-- start TASK MATERIAL --

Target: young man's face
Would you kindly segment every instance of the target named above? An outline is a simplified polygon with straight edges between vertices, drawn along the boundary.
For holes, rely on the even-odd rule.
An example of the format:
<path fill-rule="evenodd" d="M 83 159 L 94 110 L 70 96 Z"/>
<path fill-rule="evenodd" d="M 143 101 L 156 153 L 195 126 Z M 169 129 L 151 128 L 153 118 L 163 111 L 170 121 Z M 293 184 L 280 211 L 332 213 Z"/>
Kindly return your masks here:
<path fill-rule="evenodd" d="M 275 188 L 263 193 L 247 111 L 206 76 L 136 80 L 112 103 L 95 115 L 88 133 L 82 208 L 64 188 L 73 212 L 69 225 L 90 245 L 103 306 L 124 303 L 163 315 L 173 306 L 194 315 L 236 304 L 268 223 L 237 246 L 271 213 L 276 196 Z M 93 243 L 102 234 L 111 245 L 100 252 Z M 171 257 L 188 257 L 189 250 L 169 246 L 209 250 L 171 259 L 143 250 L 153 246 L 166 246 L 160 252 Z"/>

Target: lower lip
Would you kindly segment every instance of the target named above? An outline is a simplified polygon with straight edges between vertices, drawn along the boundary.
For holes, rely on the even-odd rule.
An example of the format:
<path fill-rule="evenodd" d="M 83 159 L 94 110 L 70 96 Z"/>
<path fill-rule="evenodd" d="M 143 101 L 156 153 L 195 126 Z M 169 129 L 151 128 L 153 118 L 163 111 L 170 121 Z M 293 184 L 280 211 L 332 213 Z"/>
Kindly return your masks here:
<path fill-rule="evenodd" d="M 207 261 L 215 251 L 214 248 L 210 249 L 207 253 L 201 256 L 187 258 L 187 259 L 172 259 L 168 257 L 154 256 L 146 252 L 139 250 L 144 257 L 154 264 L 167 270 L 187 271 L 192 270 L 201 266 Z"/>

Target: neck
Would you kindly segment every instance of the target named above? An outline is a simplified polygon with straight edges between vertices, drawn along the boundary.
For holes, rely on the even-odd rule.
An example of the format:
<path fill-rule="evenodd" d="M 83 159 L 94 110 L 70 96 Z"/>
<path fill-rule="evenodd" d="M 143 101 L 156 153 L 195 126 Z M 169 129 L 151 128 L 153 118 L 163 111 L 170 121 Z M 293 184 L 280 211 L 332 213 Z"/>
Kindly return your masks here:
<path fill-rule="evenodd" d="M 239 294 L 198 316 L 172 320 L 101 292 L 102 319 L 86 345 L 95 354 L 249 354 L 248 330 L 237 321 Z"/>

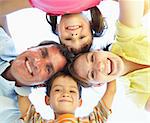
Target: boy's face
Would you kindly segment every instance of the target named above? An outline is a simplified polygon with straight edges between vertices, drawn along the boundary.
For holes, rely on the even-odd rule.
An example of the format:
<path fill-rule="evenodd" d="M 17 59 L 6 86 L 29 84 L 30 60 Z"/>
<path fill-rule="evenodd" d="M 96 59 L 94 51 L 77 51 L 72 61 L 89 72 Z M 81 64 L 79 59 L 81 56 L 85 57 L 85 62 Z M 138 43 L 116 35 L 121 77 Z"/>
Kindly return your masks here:
<path fill-rule="evenodd" d="M 81 105 L 79 90 L 76 81 L 69 76 L 59 76 L 52 84 L 50 97 L 45 97 L 46 104 L 50 105 L 56 116 L 59 114 L 74 114 Z"/>

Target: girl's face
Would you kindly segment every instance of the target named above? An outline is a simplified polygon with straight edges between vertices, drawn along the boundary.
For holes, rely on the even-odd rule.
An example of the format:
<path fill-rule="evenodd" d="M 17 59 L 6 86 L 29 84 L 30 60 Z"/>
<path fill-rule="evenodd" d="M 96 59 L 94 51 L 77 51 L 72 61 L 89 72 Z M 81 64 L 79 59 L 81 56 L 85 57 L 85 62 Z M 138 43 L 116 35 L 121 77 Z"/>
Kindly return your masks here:
<path fill-rule="evenodd" d="M 75 53 L 92 42 L 90 23 L 82 14 L 62 16 L 58 32 L 61 43 Z"/>
<path fill-rule="evenodd" d="M 87 82 L 97 85 L 110 82 L 124 70 L 122 59 L 107 51 L 93 51 L 79 56 L 73 65 L 77 76 Z"/>

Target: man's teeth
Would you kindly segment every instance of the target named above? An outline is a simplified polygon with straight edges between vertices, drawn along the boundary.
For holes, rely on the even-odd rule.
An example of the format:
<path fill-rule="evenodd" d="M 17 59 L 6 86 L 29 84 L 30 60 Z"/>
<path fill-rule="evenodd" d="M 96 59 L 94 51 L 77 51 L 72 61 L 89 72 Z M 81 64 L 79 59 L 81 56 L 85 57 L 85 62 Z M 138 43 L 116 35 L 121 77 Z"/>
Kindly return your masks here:
<path fill-rule="evenodd" d="M 80 28 L 79 25 L 75 25 L 75 26 L 68 26 L 67 29 L 70 29 L 70 30 L 74 30 L 74 29 L 78 29 Z"/>
<path fill-rule="evenodd" d="M 28 69 L 29 73 L 33 74 L 32 69 L 31 69 L 30 64 L 29 64 L 28 61 L 26 61 L 26 66 L 27 66 L 27 69 Z"/>

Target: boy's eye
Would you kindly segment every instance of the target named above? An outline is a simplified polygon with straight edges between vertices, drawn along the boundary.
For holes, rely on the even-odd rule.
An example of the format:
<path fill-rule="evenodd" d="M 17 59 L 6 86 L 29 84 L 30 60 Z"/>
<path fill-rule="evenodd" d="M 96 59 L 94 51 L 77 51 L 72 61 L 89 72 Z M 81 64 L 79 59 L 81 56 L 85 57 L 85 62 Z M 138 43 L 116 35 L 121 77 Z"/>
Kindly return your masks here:
<path fill-rule="evenodd" d="M 41 51 L 41 56 L 42 56 L 43 58 L 45 58 L 45 57 L 48 56 L 48 52 L 47 52 L 47 49 L 46 49 L 46 48 L 42 48 L 42 49 L 40 49 L 40 51 Z"/>
<path fill-rule="evenodd" d="M 94 55 L 91 55 L 91 62 L 94 62 Z"/>

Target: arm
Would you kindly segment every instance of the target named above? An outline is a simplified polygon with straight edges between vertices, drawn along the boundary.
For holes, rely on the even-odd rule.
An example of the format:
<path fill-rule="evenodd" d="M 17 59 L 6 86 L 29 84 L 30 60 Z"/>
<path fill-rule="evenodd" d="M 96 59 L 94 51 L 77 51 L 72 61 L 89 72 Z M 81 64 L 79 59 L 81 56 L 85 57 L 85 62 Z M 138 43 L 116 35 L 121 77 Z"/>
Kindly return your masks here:
<path fill-rule="evenodd" d="M 104 101 L 107 108 L 111 108 L 113 98 L 116 94 L 116 81 L 112 81 L 107 83 L 106 92 L 104 93 L 104 96 L 102 97 L 102 100 Z"/>
<path fill-rule="evenodd" d="M 28 96 L 19 96 L 18 95 L 18 106 L 21 112 L 21 117 L 24 117 L 29 110 L 31 102 Z"/>
<path fill-rule="evenodd" d="M 119 0 L 113 0 L 118 2 Z M 144 0 L 144 13 L 143 15 L 147 14 L 150 11 L 150 0 Z"/>
<path fill-rule="evenodd" d="M 2 27 L 5 32 L 9 35 L 10 35 L 10 32 L 9 32 L 9 29 L 8 29 L 8 25 L 7 25 L 7 19 L 6 19 L 6 16 L 0 16 L 0 27 Z"/>
<path fill-rule="evenodd" d="M 150 97 L 145 105 L 145 109 L 150 112 Z"/>
<path fill-rule="evenodd" d="M 141 24 L 144 12 L 144 0 L 119 0 L 119 8 L 119 21 L 122 24 L 129 27 L 137 27 Z"/>
<path fill-rule="evenodd" d="M 28 0 L 0 0 L 0 16 L 30 7 Z"/>

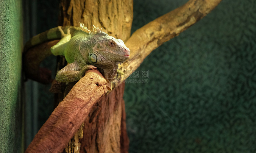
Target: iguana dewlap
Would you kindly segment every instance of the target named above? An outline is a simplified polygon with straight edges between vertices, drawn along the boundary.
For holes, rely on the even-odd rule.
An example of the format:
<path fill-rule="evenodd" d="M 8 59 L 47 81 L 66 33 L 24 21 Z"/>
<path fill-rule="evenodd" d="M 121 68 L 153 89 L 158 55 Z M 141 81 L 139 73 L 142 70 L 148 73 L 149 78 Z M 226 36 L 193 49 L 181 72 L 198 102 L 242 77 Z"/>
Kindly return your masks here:
<path fill-rule="evenodd" d="M 79 28 L 59 26 L 34 36 L 25 46 L 28 48 L 61 37 L 51 50 L 55 55 L 64 56 L 69 64 L 58 72 L 56 80 L 65 82 L 77 81 L 87 70 L 98 68 L 111 89 L 111 82 L 116 75 L 118 64 L 129 58 L 130 50 L 122 40 L 93 26 L 91 32 L 83 24 L 80 24 Z"/>

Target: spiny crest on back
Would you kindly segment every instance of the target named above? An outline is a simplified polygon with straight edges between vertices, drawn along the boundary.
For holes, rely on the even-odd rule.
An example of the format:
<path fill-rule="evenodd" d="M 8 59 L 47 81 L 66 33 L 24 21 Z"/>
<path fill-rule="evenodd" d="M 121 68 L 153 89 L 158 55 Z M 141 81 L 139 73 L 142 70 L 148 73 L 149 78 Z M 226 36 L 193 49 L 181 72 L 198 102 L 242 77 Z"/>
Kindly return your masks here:
<path fill-rule="evenodd" d="M 104 33 L 105 32 L 103 32 L 102 30 L 102 28 L 101 28 L 101 30 L 99 28 L 98 26 L 95 26 L 94 25 L 93 25 L 93 31 L 91 31 L 90 30 L 89 30 L 87 27 L 85 26 L 85 25 L 83 23 L 80 23 L 80 29 L 82 31 L 87 33 L 89 33 L 92 35 L 92 34 L 96 34 L 98 33 Z"/>

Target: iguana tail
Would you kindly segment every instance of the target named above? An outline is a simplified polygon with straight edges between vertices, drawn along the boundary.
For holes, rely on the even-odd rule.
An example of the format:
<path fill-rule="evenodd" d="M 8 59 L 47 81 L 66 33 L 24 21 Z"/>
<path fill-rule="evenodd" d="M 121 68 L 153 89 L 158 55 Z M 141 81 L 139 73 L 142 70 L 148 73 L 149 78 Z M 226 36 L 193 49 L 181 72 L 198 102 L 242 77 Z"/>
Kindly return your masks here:
<path fill-rule="evenodd" d="M 72 37 L 76 32 L 79 31 L 80 29 L 78 27 L 71 26 L 64 27 L 61 26 L 59 26 L 61 27 L 61 29 L 65 33 L 67 33 L 68 29 L 70 28 L 70 34 Z M 61 33 L 58 27 L 51 29 L 33 37 L 26 43 L 24 46 L 24 51 L 26 51 L 33 46 L 43 43 L 50 40 L 60 39 L 61 38 Z"/>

-- end TASK MATERIAL --

[REQUIRED TASK]: Extract the lines running from the one containing "Target: spiny crest on back" through the one containing "104 33 L 105", both included, and reproduce them verbatim.

[RESPONSE]:
Target: spiny crest on back
Would you kindly segment every instance of the target named above? An outline is a simplified polygon with straight edges between vertices, drawn along the boundary.
For holes, rely on the even-odd rule.
An example of the format:
<path fill-rule="evenodd" d="M 8 59 L 47 81 L 66 33 L 24 21 Z"/>
<path fill-rule="evenodd" d="M 121 68 L 153 89 L 158 55 Z M 141 81 L 139 73 L 142 70 L 148 73 L 149 78 Z M 226 36 L 193 49 L 181 72 L 198 102 L 242 77 Z"/>
Kindly return your masks here:
<path fill-rule="evenodd" d="M 104 33 L 105 32 L 103 32 L 102 30 L 102 28 L 101 28 L 101 30 L 99 28 L 98 26 L 95 26 L 94 25 L 93 25 L 93 31 L 91 31 L 90 30 L 89 30 L 87 27 L 85 26 L 85 25 L 83 23 L 80 23 L 80 29 L 82 31 L 87 33 L 89 33 L 92 35 L 92 34 L 96 34 L 98 33 Z"/>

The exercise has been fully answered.